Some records
━━━━━━━━

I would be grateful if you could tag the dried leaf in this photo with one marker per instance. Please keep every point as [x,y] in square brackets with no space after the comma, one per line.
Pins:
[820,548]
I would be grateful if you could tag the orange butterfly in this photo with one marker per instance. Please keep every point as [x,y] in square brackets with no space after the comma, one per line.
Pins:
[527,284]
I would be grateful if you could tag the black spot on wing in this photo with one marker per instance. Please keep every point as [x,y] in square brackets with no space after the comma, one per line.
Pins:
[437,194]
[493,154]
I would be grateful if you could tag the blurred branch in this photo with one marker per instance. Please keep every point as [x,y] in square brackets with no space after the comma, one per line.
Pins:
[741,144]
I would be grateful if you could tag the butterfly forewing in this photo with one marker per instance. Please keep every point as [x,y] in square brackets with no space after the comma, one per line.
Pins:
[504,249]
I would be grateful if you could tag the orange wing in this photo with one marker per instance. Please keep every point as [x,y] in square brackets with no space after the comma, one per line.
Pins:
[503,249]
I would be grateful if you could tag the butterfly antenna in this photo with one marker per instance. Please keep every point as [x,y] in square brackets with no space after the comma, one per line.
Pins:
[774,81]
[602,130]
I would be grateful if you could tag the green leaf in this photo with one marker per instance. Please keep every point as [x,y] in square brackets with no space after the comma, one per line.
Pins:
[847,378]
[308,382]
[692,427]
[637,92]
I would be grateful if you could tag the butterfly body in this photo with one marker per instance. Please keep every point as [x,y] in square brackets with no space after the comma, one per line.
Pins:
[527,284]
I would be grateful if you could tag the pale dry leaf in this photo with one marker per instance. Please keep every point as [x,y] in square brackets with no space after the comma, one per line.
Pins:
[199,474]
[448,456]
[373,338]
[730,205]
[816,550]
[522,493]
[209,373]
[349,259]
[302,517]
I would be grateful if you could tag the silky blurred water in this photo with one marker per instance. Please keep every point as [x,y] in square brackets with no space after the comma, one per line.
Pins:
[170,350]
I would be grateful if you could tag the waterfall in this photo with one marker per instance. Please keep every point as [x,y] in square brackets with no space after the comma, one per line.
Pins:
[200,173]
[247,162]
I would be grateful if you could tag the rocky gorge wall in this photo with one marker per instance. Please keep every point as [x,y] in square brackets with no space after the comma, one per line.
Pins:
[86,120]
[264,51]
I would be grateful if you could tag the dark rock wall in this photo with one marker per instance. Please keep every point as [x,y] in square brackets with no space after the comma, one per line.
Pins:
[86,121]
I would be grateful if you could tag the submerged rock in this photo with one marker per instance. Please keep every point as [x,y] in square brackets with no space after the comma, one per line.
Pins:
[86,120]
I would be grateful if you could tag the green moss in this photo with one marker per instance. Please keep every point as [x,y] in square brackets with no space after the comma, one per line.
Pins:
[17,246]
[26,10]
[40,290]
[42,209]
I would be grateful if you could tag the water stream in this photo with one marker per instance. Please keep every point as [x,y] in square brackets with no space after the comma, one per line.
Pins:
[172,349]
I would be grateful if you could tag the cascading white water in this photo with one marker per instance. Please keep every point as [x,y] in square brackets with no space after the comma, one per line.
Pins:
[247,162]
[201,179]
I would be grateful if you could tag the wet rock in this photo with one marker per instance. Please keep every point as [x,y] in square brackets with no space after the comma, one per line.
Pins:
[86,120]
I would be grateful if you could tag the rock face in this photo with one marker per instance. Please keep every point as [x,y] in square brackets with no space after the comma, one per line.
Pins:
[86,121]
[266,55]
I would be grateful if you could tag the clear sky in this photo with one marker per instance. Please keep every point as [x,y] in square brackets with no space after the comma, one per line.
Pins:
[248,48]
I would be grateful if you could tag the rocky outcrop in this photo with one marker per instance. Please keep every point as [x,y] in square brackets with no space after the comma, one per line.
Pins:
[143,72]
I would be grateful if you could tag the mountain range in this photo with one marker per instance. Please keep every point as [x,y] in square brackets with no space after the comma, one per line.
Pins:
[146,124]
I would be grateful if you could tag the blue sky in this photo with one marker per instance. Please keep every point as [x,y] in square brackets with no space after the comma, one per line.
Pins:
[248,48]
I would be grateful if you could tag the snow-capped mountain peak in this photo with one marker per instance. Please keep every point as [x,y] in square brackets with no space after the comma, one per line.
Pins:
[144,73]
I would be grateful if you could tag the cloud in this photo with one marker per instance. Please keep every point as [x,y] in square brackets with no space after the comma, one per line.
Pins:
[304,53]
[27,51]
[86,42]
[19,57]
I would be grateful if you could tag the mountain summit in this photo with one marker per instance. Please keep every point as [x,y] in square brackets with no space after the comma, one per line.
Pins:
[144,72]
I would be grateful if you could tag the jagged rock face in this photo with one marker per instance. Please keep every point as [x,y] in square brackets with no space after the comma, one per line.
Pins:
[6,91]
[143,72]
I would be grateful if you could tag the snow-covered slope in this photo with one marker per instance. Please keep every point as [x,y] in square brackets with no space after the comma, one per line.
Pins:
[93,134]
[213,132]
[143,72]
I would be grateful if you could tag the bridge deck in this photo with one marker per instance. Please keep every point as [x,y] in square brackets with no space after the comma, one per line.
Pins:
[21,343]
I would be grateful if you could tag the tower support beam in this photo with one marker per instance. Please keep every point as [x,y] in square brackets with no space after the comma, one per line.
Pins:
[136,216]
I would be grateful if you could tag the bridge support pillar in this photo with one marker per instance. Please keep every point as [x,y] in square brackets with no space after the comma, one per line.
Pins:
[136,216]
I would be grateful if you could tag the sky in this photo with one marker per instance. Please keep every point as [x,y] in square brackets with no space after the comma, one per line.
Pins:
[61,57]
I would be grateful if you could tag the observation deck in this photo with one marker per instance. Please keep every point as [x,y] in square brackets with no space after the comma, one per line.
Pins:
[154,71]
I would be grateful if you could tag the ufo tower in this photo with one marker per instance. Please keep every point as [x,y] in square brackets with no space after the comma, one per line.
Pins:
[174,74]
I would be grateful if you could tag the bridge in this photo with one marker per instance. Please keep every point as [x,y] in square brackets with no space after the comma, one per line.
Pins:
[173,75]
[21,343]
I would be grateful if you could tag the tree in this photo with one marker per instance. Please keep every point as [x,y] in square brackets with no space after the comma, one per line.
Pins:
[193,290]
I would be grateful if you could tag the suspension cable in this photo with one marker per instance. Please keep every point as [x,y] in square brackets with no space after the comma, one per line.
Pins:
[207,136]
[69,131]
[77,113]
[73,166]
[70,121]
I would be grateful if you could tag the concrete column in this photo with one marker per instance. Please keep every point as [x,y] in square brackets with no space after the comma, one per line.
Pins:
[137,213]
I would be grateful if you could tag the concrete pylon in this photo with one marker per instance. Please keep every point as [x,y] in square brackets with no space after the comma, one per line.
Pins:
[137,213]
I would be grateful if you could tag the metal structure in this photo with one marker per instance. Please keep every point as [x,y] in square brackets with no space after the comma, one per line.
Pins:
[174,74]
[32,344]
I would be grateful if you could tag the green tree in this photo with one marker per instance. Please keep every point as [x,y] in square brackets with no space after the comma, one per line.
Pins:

━━━━━━━━

Please repeat the material above, word for word and in full.

I would be grateful if you could tag the dried leaf in this photo with one marker per instance. Please keep every point as [x,y] in square brackets with no space after the comma, one per line.
Pins:
[820,548]
I would be grateful if you could tag the orange butterfly in this photo with one marker per instance. Please keep every point as [x,y] in square brackets with no space after the comma, one per line.
Pins:
[527,284]
I would be grateful if you could tag the black spot on wing in this photo with one marker per instance. Please keep every point as [x,y] in square brackets with no space after the comma, one per line.
Pins:
[437,194]
[493,154]
I would be grateful if you could tag the blurred branch in this photo with one marker per instance. Please keep every point as [x,y] in square brackets with no space after the comma, one per line.
Pins:
[741,144]
I would be grateful if you could tag the butterfly forewing in this photo with one marker per instance. Please keep every point as [x,y] in square brackets with no space after the comma, one per line.
Pins:
[504,249]
I would be grateful if you could tag the orange wing in this photo with one marker per instance. Please keep every point as [x,y] in square brackets with no space after the comma, one per line.
Pins:
[503,249]
I would be grateful if you could tag the butterfly antenna in this photo with one marker per instance. Please keep every point as [x,y] in square brackets with no space after the comma, one per line.
Pins:
[774,81]
[602,130]
I would be grateful if you could tag the green leaf in this photo with one marker per instance. Please keep every point as [x,y] in square brackets with no space after the comma, one per line.
Pins:
[847,378]
[308,382]
[692,427]
[637,92]
I would be grateful if you could tag the butterfly body in this photo with one marker per instance. Please keep every point as [x,y] in square brackets with no space after the comma, one per line.
Pins:
[527,284]
I would be grateful if you could tag the pale dry leaf in this photo with one marker per instance. Please keep every point as [x,y] in square brackets with no space after the comma, one per line.
Pins:
[199,474]
[448,456]
[373,338]
[730,205]
[816,550]
[522,493]
[209,373]
[349,259]
[302,517]
I would be grateful if you could tag the silky blurred water in this photo with one marker per instance. Please keep every point as [x,y] in square brackets with no space after the comma, one per line.
Pins:
[170,350]
I would be grateful if you could tag the waterfall in this photo with one marker per instance. Please keep every point as [x,y] in square brackets with no space after the comma, one per line.
Pins:
[200,173]
[247,162]
I would be grateful if you could tag the rocky gorge wall in this photo with one marker per instance. Please keep every point as [x,y] in square brackets with no space after the comma, one per line.
Pins:
[86,120]
[264,51]
I would be grateful if you could tag the dark rock wall in this photo with one marker per instance. Please keep every point as [x,y] in square brackets with no space after the comma, one per line.
Pins:
[86,121]
I would be grateful if you could tag the submerged rock in this photo with one marker per instance. Please keep every point as [x,y] in square brackets with no space after the comma, one per line.
Pins:
[86,120]
I would be grateful if you could tag the green moss in this photo with one marker per instance. Please keep every point as [x,y] in square brackets with no space after the comma, one per line.
Pins:
[17,246]
[26,10]
[40,290]
[42,209]
I would be grateful if you could tag the water stream in this photo with one marker per instance. Please keep every point as [x,y] in square brackets with no space after the comma, one per line.
Pins:
[172,349]
I would be grateful if you could tag the cascading white water in this photo with one marker per instance. Please keep every point as [x,y] in square brackets with no space after the comma, one per line.
Pins:
[247,162]
[201,179]
I would be grateful if you could tag the wet rock in this photo with one marker per instance. Please keep every point as [x,y] in square brackets with no space after the comma, one per line.
Pins:
[86,120]
I would be grateful if you could tag the rock face in this photo with one marker per instance. Please keep every point as [x,y] in square brackets with no space after the comma, one per line.
Pins:
[86,121]
[266,55]
I would be grateful if you could tag the clear sky in this photo with one marker per instance. Please keep every point as [x,y] in square brackets with no space after the comma, one per line.
Pins:
[248,48]
I would be grateful if you could tag the rocky outcrop in this photo with one marker per instance. Please keep every point as [x,y] in square brackets with no space after the comma, one per line.
Pins:
[143,72]
I would be grateful if you could tag the mountain range in this photo with one marker per instance. Please keep every point as [x,y] in square brackets with no space after the comma, one per line.
Pins:
[146,124]
I would be grateful if you could tag the blue sky in this photo with one marker per instance. Please keep every point as [x,y] in square brackets with no space after the comma, one per line.
Pins:
[248,48]
I would be grateful if you could tag the snow-capped mountain peak in this photo with one marker per instance. Please keep every point as [x,y] in square brackets with no space after the comma, one per line.
Pins:
[144,73]
I would be grateful if you could tag the cloud in this photo with one marker per instance. Please keep every point as [x,y] in square brackets with no space after the comma, one per line.
Pins:
[304,53]
[27,51]
[86,42]
[19,57]
I would be grateful if you could tag the mountain summit in this photo with one marker per instance. Please keep every point as [x,y] in square brackets with no space after the comma, one per line.
Pins:
[144,72]
I would be grateful if you could tag the jagged rock face in this photo with one marker per instance. Please keep every point as [x,y] in square brackets with no space after the comma, one per line.
Pins:
[6,91]
[143,72]
I would be grateful if you could tag the snow-covered slope in this photo with one marker per instance. Please keep every point as [x,y] in square brackets with no space after the comma, one per line.
Pins:
[93,134]
[213,132]
[143,72]
I would be grateful if you could tag the bridge deck in this photo with one marker per instance. Please keep every point as [x,y] in square brackets with no space after the comma, one per line.
Pins:
[21,343]
I would be grateful if you could tag the tower support beam in this photo with one marker per instance. Please keep every point as [x,y] in square brackets with no space after the comma, one per line.
Pins:
[136,216]
I would be grateful if you could tag the bridge support pillar in this photo with one marker per instance. Please keep every point as [x,y] in square brackets with no space after the comma, one per line.
Pins:
[136,216]
I would be grateful if you could tag the sky in this photo with one marker per instance. Please keep every point as [x,y] in square brackets with no space after the comma, one per line.
Pins:
[61,57]
I would be grateful if you could tag the observation deck in this photo with one marker per instance. Please keep every point as [x,y] in square brackets with no space after the comma, one per line.
Pins:
[154,71]
I would be grateful if you could tag the ufo tower in this photo with one marker per instance. Please keep every point as [x,y] in square brackets with no space after the comma, one per line.
Pins:
[174,74]
I would be grateful if you could tag the bridge in this photo with one marker per instance. Please keep every point as [x,y] in square brackets with no space after the comma, one per line.
Pins:
[173,75]
[21,343]
I would be grateful if you could tag the tree in this photo with one marker per instance. Please keep every point as [x,y] in square brackets with no space after the comma, one per line.
Pins:
[193,290]
I would be grateful if you could tag the suspension cable in this photo with one marker per instance. Please keep every point as [x,y] in square brackets with no space after the comma, one per line.
Pins:
[207,136]
[69,131]
[77,113]
[73,166]
[70,121]
I would be grateful if you could tag the concrete column in this photo with one marker per instance. Please keep every point as [x,y] in square brackets with no space after the comma, one per line.
Pins:
[137,213]
I would be grateful if you could tag the concrete pylon in this photo with one marker per instance. Please keep every point as [x,y] in square brackets with no space after the comma, one per line.
Pins:
[137,213]
I would be grateful if you could tag the metal structure in this photo with one marker per instance. Please keep every point as [x,y] in square brackets with no space after the comma, one per line.
Pins:
[174,74]
[32,344]
I would be grateful if you could tag the green tree in this photo with one marker per instance. Please keep every point as [x,y] in square brackets with no space after the comma, one per line.
Pins:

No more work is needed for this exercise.